Segment Start: Dataset excerpts

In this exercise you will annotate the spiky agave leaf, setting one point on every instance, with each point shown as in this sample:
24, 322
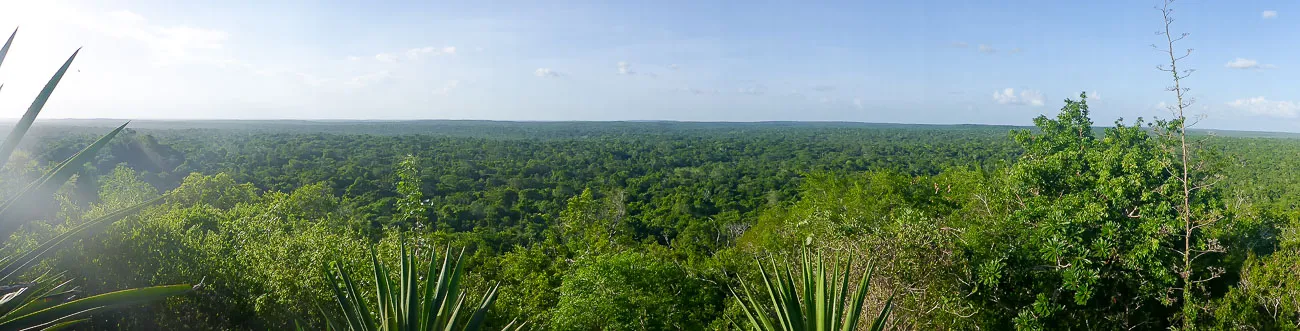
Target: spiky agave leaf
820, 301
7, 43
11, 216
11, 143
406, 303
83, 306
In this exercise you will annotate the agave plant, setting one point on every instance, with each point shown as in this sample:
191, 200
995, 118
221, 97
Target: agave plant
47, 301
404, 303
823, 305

Segment End: Dataset excerpts

• Task brief
Copy each line above where "setting" appears.

• Response to this task
In this exercise you will annotate the spiky agave leaf, setting one point on every instance, with each point shown as in this sample:
In this exercise you will annotate the agave plant, setting one point on every instance, with each point shown as in this sample:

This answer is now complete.